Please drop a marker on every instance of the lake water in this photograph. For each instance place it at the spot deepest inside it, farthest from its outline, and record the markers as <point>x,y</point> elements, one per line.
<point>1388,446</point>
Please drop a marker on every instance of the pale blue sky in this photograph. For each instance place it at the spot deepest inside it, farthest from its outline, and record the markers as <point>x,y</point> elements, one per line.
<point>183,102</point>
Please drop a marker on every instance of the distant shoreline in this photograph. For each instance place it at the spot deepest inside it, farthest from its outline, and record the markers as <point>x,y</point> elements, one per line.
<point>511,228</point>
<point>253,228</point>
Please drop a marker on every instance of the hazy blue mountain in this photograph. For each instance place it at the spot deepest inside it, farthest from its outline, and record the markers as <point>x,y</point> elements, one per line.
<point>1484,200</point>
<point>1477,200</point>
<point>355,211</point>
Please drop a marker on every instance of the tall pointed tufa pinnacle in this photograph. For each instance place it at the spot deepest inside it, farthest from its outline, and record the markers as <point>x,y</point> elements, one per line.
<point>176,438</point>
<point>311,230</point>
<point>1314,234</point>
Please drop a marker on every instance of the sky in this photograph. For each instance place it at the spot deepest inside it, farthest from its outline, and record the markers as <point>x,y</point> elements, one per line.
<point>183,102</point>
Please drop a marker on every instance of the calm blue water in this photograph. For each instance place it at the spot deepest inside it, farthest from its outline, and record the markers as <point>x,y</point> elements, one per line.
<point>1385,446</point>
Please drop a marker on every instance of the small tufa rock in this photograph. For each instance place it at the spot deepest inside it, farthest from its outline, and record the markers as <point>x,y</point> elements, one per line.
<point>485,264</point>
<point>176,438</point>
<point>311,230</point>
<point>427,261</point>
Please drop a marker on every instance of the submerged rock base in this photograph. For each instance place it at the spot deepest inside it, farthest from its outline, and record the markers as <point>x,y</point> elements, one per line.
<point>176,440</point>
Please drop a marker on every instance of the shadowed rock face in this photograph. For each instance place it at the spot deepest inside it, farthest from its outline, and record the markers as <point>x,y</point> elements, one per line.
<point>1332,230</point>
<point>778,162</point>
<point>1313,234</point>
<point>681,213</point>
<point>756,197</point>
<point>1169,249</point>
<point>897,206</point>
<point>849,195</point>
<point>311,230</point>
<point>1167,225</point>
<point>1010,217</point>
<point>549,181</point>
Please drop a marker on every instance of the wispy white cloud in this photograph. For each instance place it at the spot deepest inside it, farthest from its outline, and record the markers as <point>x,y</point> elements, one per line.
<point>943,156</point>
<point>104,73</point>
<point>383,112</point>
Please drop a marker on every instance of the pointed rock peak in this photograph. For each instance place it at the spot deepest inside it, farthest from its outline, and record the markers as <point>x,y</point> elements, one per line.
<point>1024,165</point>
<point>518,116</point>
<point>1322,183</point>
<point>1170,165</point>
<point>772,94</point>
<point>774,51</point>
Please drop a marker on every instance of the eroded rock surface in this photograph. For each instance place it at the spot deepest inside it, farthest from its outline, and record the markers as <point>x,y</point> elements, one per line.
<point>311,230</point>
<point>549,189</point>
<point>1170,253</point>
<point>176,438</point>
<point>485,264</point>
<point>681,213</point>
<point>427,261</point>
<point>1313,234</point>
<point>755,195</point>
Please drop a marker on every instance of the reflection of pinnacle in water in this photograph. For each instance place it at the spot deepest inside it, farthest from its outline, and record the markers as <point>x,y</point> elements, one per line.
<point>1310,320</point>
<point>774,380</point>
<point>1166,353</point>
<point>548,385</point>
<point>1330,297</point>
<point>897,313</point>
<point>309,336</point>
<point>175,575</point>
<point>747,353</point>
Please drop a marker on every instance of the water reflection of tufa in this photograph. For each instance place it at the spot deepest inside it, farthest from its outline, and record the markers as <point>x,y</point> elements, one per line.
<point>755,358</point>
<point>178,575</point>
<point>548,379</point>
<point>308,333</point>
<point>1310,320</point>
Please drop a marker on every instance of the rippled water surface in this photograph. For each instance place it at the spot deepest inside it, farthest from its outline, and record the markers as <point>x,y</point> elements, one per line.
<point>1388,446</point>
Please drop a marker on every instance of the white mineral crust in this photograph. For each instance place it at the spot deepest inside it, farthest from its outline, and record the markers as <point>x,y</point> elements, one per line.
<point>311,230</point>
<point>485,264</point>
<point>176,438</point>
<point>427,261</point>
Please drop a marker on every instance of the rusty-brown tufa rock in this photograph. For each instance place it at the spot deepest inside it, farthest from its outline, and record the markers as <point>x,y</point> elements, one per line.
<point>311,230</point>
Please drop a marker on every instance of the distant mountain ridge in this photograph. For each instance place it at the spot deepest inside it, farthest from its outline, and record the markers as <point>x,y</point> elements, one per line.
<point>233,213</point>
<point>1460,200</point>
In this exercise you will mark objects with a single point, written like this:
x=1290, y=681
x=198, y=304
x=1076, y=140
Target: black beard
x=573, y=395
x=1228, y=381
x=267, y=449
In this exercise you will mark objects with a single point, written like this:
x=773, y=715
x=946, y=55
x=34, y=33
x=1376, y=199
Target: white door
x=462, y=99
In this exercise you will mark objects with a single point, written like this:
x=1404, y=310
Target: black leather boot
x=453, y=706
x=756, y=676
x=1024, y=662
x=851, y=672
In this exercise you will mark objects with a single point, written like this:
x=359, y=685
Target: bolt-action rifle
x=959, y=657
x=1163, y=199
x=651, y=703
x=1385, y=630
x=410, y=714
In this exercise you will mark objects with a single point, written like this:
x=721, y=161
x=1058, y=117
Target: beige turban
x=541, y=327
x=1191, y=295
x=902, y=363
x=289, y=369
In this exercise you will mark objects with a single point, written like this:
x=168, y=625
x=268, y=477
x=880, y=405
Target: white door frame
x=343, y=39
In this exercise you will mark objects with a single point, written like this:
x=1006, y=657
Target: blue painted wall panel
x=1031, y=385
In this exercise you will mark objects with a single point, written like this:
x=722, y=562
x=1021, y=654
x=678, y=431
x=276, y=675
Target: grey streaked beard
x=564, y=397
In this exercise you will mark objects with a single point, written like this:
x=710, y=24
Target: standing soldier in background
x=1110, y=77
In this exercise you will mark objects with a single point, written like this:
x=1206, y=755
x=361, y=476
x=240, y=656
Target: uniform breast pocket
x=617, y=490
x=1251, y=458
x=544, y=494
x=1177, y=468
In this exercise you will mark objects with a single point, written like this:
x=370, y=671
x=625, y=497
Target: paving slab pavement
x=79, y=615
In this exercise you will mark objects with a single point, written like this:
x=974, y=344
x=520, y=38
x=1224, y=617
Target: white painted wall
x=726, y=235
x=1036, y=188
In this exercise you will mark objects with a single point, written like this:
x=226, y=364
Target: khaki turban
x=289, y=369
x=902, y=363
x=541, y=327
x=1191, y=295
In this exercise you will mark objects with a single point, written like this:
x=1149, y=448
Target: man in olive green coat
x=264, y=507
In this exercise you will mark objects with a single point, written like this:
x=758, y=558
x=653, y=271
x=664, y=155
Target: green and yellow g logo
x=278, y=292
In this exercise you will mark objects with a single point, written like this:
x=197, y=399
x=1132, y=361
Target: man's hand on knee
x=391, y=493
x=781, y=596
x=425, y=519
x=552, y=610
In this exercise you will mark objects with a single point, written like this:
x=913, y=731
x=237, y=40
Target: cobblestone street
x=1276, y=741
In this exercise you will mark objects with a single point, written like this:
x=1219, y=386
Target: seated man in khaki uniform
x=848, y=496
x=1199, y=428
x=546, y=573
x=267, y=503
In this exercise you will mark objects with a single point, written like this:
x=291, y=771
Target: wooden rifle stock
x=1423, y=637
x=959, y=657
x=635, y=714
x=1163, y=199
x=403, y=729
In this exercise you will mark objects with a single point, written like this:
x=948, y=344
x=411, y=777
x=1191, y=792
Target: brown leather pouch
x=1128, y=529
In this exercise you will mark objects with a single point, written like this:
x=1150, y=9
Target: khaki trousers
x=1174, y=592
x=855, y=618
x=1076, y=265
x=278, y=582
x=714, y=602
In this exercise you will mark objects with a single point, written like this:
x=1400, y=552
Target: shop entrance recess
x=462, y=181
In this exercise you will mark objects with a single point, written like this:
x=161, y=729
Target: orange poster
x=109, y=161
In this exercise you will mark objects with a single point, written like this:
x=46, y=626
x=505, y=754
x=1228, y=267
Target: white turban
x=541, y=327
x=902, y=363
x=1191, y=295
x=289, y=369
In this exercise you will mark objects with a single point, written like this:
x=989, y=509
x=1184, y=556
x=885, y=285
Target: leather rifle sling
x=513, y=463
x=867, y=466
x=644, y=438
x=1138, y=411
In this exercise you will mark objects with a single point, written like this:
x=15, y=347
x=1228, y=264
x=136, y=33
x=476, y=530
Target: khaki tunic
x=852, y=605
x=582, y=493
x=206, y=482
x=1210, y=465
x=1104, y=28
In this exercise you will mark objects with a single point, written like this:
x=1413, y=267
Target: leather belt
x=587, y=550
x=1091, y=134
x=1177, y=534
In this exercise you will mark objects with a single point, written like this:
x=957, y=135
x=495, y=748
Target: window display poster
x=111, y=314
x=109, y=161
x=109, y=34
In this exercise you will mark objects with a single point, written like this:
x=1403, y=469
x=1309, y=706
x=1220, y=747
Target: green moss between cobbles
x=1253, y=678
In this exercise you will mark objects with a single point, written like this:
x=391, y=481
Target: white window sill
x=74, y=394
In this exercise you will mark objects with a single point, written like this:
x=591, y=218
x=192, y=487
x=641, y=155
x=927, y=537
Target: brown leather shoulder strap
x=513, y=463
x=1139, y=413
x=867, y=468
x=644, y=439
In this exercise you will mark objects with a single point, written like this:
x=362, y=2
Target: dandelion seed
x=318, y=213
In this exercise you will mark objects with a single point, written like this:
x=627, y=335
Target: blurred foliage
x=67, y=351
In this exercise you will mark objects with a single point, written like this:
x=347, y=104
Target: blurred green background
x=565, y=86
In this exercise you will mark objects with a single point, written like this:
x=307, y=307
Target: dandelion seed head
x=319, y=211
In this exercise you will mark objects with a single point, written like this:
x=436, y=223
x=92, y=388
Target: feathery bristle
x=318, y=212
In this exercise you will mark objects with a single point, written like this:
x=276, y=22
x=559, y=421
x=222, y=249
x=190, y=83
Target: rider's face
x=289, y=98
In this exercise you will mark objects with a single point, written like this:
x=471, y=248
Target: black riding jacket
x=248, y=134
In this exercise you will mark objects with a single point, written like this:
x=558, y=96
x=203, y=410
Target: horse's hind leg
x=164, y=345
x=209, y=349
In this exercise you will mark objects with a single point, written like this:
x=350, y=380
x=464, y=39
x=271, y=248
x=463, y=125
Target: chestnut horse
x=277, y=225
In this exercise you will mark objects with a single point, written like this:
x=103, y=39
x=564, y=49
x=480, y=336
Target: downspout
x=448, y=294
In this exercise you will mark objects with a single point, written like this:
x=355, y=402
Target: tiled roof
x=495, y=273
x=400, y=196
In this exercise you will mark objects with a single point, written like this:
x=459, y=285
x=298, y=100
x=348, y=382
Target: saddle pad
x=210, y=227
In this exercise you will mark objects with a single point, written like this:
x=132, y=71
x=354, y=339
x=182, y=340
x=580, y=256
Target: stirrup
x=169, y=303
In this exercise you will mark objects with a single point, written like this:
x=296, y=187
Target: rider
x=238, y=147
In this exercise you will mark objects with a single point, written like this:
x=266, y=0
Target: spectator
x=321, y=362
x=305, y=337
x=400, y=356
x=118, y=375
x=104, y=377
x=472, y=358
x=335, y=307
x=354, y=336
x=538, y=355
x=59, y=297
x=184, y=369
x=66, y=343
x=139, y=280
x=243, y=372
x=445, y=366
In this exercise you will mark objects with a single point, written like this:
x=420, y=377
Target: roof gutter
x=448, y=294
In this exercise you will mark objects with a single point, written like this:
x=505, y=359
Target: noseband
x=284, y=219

> _Aim of the exercise_:
Everything in the material above from the line that has "Target: man's hand on knee" through the line that has "x=1219, y=386" must be duplicated exactly, with no other lines given.

> _Answer_:
Target: man's hand on knee
x=391, y=493
x=781, y=596
x=425, y=519
x=552, y=610
In this exercise you will mark objects with a single point, written like this:
x=913, y=731
x=237, y=40
Target: cobblestone street
x=1276, y=741
In this exercise you will mark objects with a single point, written like this:
x=1219, y=386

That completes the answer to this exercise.